[Records to process]
◆ ◆ ◆ ◆

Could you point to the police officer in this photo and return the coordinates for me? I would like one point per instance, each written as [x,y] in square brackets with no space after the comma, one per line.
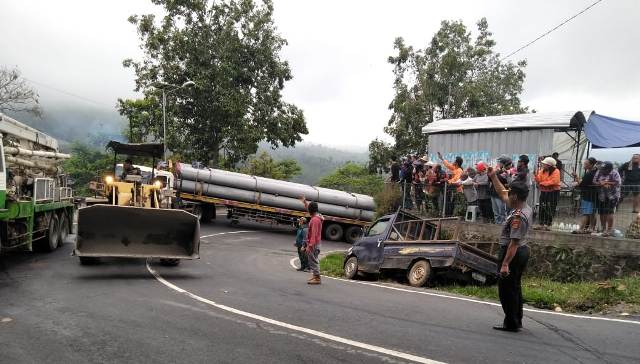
[514,252]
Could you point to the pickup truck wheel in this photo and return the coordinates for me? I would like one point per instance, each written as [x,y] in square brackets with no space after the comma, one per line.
[169,262]
[351,268]
[353,234]
[419,273]
[333,232]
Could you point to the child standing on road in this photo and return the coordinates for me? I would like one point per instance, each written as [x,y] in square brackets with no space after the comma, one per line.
[301,238]
[314,236]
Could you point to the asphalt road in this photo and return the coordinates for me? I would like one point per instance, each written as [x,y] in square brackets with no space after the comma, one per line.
[243,302]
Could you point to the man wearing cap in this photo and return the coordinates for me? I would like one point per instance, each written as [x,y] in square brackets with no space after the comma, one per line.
[498,206]
[514,252]
[548,180]
[481,181]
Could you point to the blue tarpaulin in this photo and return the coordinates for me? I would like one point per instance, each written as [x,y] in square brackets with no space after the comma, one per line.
[607,132]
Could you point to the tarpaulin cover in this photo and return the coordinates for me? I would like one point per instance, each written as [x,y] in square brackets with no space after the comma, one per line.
[607,132]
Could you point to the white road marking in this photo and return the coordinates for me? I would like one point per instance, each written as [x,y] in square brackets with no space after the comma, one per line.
[358,344]
[426,293]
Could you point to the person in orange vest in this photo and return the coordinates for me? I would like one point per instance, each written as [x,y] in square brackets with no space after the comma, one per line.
[548,180]
[453,183]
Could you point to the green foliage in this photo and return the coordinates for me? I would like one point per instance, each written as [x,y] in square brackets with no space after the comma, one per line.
[577,296]
[86,164]
[353,178]
[453,77]
[332,265]
[145,119]
[264,166]
[380,155]
[230,50]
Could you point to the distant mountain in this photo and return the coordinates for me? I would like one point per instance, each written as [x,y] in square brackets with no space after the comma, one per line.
[316,160]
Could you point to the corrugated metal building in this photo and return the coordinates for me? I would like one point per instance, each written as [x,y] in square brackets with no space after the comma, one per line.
[487,138]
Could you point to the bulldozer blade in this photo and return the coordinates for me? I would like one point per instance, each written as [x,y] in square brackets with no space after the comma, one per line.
[137,232]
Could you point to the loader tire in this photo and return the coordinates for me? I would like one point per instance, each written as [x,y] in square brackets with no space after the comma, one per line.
[50,241]
[64,229]
[169,262]
[419,273]
[334,232]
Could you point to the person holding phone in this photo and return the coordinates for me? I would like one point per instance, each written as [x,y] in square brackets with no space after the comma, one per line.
[514,252]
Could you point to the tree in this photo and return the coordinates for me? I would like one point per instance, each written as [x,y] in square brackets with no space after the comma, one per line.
[264,166]
[145,119]
[16,95]
[230,49]
[453,77]
[86,164]
[380,153]
[353,178]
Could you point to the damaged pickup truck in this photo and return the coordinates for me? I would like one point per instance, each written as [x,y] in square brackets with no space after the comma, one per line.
[405,242]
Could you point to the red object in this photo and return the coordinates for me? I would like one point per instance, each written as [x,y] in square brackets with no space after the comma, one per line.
[315,230]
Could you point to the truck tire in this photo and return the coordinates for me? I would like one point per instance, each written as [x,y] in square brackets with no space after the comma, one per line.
[50,241]
[419,273]
[353,234]
[351,268]
[89,260]
[64,229]
[169,262]
[333,232]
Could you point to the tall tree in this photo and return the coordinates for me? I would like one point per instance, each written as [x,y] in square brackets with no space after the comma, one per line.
[16,95]
[264,166]
[455,76]
[230,49]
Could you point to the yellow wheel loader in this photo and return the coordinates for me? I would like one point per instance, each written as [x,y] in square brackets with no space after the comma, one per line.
[131,223]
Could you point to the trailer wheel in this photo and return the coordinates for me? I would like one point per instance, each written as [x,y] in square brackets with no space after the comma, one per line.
[169,262]
[64,229]
[334,232]
[353,234]
[351,268]
[419,273]
[50,241]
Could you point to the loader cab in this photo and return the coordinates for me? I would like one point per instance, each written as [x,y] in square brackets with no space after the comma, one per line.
[142,189]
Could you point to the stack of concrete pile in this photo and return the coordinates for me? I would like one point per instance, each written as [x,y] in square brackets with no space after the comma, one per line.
[273,193]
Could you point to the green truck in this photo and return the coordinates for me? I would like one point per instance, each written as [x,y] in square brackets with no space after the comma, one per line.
[37,207]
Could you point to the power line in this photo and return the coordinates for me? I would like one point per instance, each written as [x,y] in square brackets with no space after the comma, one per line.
[551,30]
[86,99]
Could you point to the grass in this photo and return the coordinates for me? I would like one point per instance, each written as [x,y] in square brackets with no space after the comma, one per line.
[614,295]
[331,265]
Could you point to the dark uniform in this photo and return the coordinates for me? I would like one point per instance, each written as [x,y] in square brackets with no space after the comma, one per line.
[509,287]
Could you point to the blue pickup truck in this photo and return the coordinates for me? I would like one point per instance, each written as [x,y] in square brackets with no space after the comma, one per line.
[402,241]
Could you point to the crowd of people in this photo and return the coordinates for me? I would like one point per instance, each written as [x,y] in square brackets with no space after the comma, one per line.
[447,188]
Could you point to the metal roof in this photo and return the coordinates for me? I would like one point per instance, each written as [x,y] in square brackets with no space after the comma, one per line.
[551,120]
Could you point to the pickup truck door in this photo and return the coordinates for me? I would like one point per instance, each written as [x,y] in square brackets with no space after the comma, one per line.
[372,253]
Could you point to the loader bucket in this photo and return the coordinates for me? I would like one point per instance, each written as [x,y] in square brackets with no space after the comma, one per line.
[137,232]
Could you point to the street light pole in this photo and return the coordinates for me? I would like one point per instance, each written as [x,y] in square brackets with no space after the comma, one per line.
[164,112]
[164,125]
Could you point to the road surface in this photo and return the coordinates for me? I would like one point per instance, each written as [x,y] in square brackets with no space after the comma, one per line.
[243,302]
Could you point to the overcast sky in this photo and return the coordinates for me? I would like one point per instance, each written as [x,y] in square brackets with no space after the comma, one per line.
[338,52]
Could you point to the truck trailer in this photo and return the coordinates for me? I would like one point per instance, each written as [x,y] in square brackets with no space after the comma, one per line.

◆ ◆ ◆ ◆

[What you have to do] Rewrite the material from the line containing "Could you point to the loader bucket" through the end, both ends included, keeping every request as it is and scaling each point coordinate in the answers by 2.25, rounded to the nearest whole number with halves rounded up.

[Task output]
Could you point to the loader bucket in this photo and return the coordinates for me? I would like one point per instance, each written as [x,y] in square brackets with no space after the comma, one per line.
[308,522]
Could you point to the street light pole in this photo and return the coordinates for me? I would like one point per instance, each written as [x,y] in square brackets with no space after the comma, one per line.
[369,252]
[369,281]
Could you point to the road surface in this photo and return the coordinates for me? I would like one point per instance, each written as [x,y] in square brackets with no space after the comma, one per line.
[547,680]
Could you point to the overcast sky in this photo and return the coordinates for me? I would like one point per instance, each written as [x,y] in square brackets with no space after the comma, one per line.
[761,117]
Could you point to the truck trailer in this photo and return the coordinates for me? I would like one point per instance, each written as [x,y] in square brackets with no space after the comma, one per line.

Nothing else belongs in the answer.